··· PROVIDED RECORDS

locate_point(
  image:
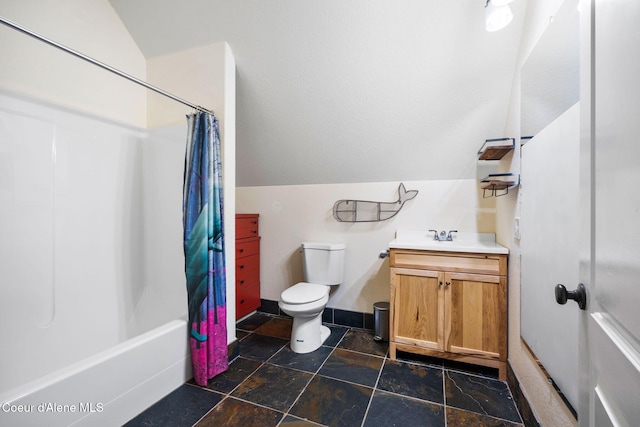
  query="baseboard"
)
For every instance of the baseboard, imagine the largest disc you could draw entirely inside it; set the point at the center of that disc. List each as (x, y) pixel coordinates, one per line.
(335, 316)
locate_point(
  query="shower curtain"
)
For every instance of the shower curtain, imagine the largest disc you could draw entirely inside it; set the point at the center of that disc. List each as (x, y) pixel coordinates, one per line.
(204, 248)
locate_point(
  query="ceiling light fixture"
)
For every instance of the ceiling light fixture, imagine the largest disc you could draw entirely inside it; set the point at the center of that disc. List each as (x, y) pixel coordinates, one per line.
(501, 2)
(497, 14)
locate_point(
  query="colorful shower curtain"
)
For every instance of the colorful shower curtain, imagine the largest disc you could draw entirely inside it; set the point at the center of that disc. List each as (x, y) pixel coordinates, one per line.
(204, 248)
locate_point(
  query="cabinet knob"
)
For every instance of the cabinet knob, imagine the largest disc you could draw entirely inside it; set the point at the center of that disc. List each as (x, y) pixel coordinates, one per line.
(579, 295)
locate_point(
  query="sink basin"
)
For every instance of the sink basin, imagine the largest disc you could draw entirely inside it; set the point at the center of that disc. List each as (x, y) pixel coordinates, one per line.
(462, 242)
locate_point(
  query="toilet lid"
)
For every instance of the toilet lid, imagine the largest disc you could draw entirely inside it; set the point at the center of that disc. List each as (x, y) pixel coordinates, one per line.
(303, 293)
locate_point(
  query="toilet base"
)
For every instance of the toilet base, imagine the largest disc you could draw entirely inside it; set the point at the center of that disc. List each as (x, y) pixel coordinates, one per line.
(308, 334)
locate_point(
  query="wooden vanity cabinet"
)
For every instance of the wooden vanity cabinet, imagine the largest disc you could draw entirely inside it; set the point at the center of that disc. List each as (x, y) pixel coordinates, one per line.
(449, 305)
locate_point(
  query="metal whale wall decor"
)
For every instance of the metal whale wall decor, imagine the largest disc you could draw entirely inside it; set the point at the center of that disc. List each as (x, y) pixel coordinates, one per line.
(368, 211)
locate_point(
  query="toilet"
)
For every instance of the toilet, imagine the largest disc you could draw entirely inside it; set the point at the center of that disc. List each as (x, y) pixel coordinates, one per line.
(323, 266)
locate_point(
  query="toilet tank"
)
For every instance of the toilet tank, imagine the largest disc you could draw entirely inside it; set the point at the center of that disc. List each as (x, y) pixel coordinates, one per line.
(323, 263)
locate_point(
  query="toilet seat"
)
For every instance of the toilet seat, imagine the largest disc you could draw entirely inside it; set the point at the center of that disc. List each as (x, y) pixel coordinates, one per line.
(304, 293)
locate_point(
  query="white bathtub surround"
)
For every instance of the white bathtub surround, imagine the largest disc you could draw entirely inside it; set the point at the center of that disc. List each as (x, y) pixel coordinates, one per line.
(291, 214)
(90, 257)
(106, 389)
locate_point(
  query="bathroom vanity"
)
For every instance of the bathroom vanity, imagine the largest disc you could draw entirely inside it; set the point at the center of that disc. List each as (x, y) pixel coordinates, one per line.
(449, 298)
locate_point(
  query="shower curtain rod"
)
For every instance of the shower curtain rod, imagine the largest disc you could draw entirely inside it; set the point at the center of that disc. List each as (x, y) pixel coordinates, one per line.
(100, 64)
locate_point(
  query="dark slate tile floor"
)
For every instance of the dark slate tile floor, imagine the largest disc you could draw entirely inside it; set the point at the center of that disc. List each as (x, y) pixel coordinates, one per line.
(349, 381)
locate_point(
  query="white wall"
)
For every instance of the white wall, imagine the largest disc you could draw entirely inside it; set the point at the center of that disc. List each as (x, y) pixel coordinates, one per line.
(545, 402)
(371, 91)
(91, 27)
(291, 214)
(204, 76)
(71, 252)
(90, 199)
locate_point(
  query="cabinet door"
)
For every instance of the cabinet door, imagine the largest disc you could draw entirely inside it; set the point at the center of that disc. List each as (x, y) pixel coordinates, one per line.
(476, 315)
(418, 307)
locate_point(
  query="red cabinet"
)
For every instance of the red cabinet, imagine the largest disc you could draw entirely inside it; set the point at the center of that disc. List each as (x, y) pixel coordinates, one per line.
(247, 264)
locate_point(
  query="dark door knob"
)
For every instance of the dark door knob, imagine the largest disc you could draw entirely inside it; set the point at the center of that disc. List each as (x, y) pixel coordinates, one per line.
(579, 295)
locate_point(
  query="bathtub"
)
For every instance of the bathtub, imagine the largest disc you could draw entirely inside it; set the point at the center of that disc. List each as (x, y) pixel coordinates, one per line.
(92, 290)
(106, 389)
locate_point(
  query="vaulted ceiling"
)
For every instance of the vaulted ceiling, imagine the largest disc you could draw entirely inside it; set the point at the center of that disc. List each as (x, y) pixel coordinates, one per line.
(349, 90)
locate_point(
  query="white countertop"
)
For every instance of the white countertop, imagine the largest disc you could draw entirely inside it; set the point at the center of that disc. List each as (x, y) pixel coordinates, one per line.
(462, 242)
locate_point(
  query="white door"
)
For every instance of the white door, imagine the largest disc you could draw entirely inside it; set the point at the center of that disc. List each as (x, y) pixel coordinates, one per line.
(550, 205)
(610, 189)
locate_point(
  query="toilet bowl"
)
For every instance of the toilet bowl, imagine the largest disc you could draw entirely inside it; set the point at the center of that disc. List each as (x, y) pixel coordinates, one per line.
(323, 265)
(305, 302)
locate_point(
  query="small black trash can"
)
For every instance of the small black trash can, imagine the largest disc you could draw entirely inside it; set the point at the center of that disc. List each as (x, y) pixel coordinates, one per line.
(381, 321)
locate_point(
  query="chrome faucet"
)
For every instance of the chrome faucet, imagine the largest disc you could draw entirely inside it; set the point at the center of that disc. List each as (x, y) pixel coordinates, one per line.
(443, 236)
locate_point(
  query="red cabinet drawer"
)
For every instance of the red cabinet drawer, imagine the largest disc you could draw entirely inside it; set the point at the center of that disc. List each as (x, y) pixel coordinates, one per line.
(248, 269)
(247, 264)
(247, 247)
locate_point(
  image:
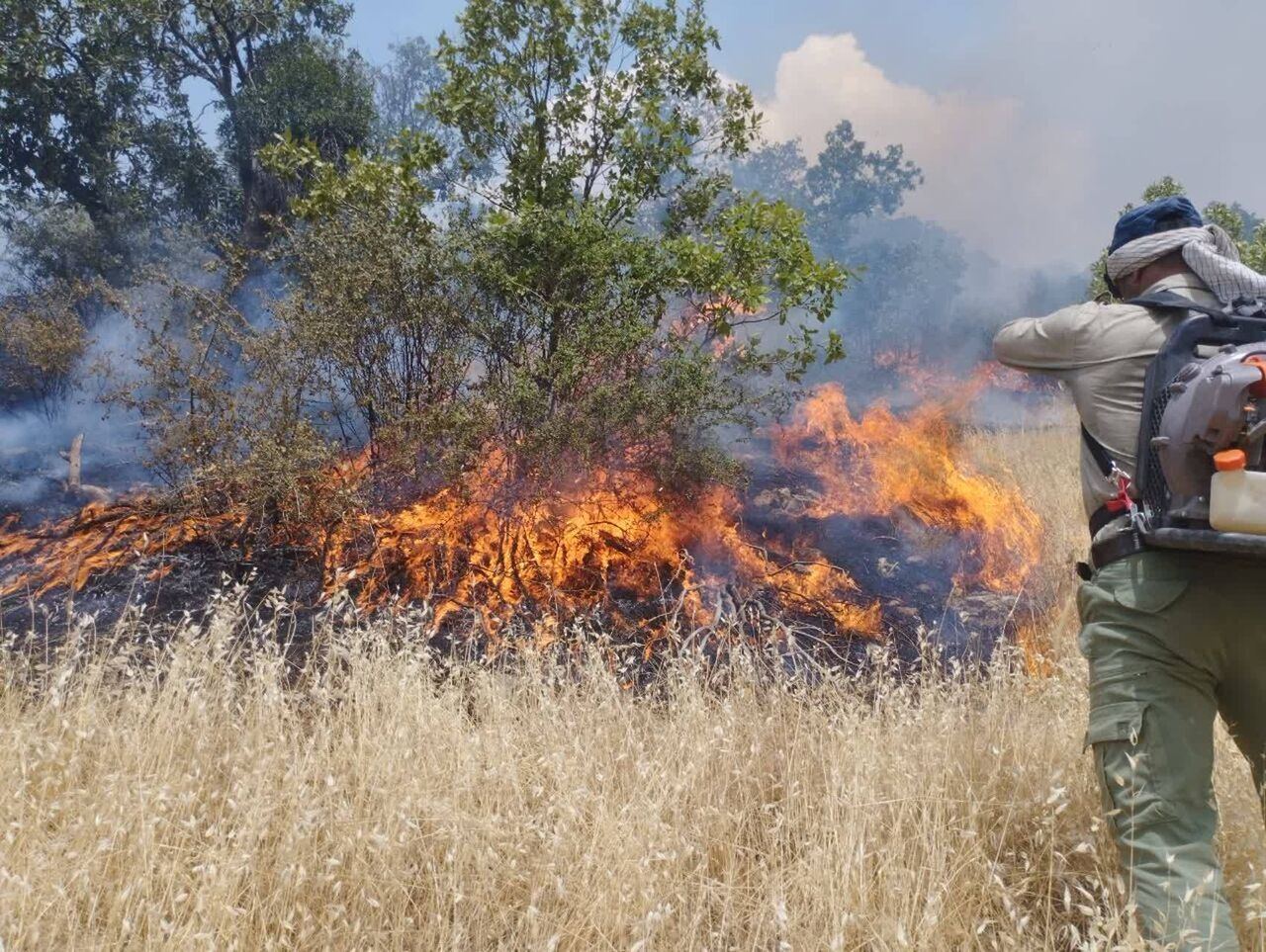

······

The answer should be an exact restatement of every entry, with the pictures omitted.

locate_point(
  image:
  query="baseboard"
)
For every instance of the baseboard, imagine the largest disc you could draw entirely inside it; set the point at the center of that disc. List each as (x, y) pixel coordinates, one per line.
(335, 316)
locate_point(
  query="shower curtain"
)
For every instance of the shower curtain, imagine the largest disc you could draw entirely inside it; set the point at the center of that disc. List each as (x, y) pixel coordinates, one per line.
(204, 248)
locate_point(
  query="ceiling light fixture"
)
For every instance of the ceiling light fixture, imagine the largest disc you could draw entirely inside it; set the point at the center of that disc. List each as (x, y) pixel coordinates, one per line.
(501, 2)
(497, 14)
locate_point(
  query="colorful shower curtain"
)
For every instance of the colorful shower curtain, imagine the largest disc you could draw entirely inside it; set the point at the center of that disc. List each as (x, y) pixel coordinates, one per line.
(204, 248)
locate_point(
  query="cabinet knob"
)
For every instance of the cabinet knob, imagine the largest disc you could draw entirely inside it; set the point at the center of that disc. List each as (x, y) pixel coordinates, one per line.
(579, 295)
locate_point(
  query="sink basin"
)
For every instance of the sink basin, imagine the largest disc you could draw entirely inside it; set the point at the center of that disc. List each as (x, y) pixel coordinates, one per line.
(462, 242)
locate_point(
  query="toilet lid"
)
For every instance of the toilet lid, imagine the largest disc you could draw entirely inside it; set the point at the center of that disc. List each as (x, y) pixel coordinates, one per line.
(303, 293)
locate_point(
  query="toilet base"
)
For every instance of the toilet base, imagine the largest disc you could draw entirely inside it; set the point at the center of that disc. List each as (x, y) pixel coordinates, one per line.
(308, 334)
locate_point(
  query="wooden vanity cabinet"
)
For every instance of the wooden vanity cabinet, imagine the largest disc you could draw entirely inside it; set the point at the center of that disc. List each as (x, y) pixel coordinates, one per line.
(449, 305)
locate_point(
  query="metal whale wall decor"
)
For every instance of the metal whale wall decor, imagine the largest disc you could draw entirely inside it; set the point at the center of that disc. List each as (x, y) pixel coordinates, one per line.
(368, 211)
locate_point(
  query="toilet"
)
For every instance of the toilet, imagine the largest disc you could draw entirely inside it; set the point at the center of that disc. List each as (x, y) pixel coordinates, one per line.
(323, 266)
locate_point(
  query="toilet tank"
)
For every instance of the toilet tank, imagine the largest disc you could draw entirely inside it; set the point at the center of that disc. List each as (x, y) pixel coordinates, one per line.
(323, 263)
locate_point(
  query="toilet seat"
)
For every instance of the toilet seat, imagine the largest disc you could draw entirely inside it; set the point at the center of that disc. List each as (x, y) pixel coordinates, one per line.
(304, 293)
locate_point(
  query="white bathtub surround"
)
For every instance of the white bathtub surround, imagine the largest disc you could draw entirely inside it; set the point at the center of that disc. List each as (x, y) pixel coordinates, one per line.
(291, 214)
(90, 257)
(106, 389)
locate_point(
  query="bathroom vanity"
)
For every instance of the bathroom vanity, imagine the largest disc you could draw entirely inside it; set the point at the center of that disc. List each as (x, y) pixel coordinates, one per line.
(449, 298)
locate_point(
  query="shower curtain rod"
)
For every instance of the shower curtain rod, imagine the largest disc you could draw entirely inside it; set the point at the center of that disc. List each as (x, y) pixel coordinates, one per line.
(100, 64)
locate_point(
  query="dark slate tile floor"
)
For every instance of the dark slate tile floor, imagine the largest disc you could draw entirely inside it; set the point at the center of that disc. List each as (x, y) pixel coordinates, one per line.
(349, 381)
locate_point(
  query="white wall"
)
For every instance of the white wall, imagine the largest disc you could draw entirely inside it; set the point at the center of that disc. List each as (x, y) pixel coordinates, one per line.
(545, 402)
(371, 91)
(91, 27)
(291, 214)
(204, 76)
(71, 252)
(90, 199)
locate_point(
  query="cabinet door"
)
For every instance of the cabinet door, imagine the largest disc you could draw entirely inside it; set the point at the center of that disc. List each as (x, y) pixel coordinates, one per line.
(476, 315)
(418, 307)
locate_point(
  query="red cabinet"
)
For every instance of the red cabinet, imagine the largest disc you could draw entirely inside it; set the point at the center of that disc. List each as (x, y) pixel coordinates, one per line.
(247, 264)
locate_point(
  query="dark door knob"
)
For every instance of the dark door knob, imagine the largest disc you could draw entirely inside it; set the point at the center of that disc. List each as (x, y) pixel coordinates, one per line.
(579, 295)
locate_point(
  query="bathtub"
)
For every instance of the bathtub, imagine the largest disc you could draw entirely inside it; set the point at the center of that disc. List each as (x, y) pixel coordinates, one per line.
(92, 290)
(106, 389)
locate_point(
  query="vaulted ceiling"
)
For every instance of the vaulted ceiling, imagine the largest disc you could draw entirely inside it; set the point at the center of that disc. List each as (x, y) pixel coordinates, one per line.
(349, 90)
locate_point(
  query="white countertop"
)
For every instance of the white countertop, imagine the largest disc you could draw entirely inside it; set the point at the center of that disc. List each as (x, y) pixel coordinates, one per line.
(462, 242)
locate_point(
  query="white door"
)
For every instance of the white door, imagine the largest disc you could draw entirely inside it; set the point at the center of that disc. List each as (x, y) pixel coordinates, one per line.
(550, 205)
(610, 189)
locate_point(
  query="toilet bowl"
)
For every instance of the toilet bowl, imagine the largest disc you could draw entirely inside it; set the point at the center of that disc. List each as (x, y) pixel coordinates, one per line.
(323, 265)
(305, 302)
locate_point(
  query="small black trash can"
)
For every instance of the small black trash can, imagine the largest disc you could draw entirely inside it; set the point at the center of that disc. List each as (x, y) pixel coordinates, one per line.
(381, 321)
locate_point(
  query="chrome faucet"
)
For every instance of the chrome faucet, imagine the largest disc you could draw entirely inside it; set the point at the center of that disc. List each as (x, y) pixel coordinates, one per line.
(443, 236)
locate_point(
  query="red cabinet drawer"
)
For every instance of the red cabinet drawer, imagine the largest disc you could draw entirely inside it; set the point at the center of that disc. List each as (x, y) pixel coordinates, one per line.
(248, 269)
(247, 264)
(247, 247)
locate_point(
  image:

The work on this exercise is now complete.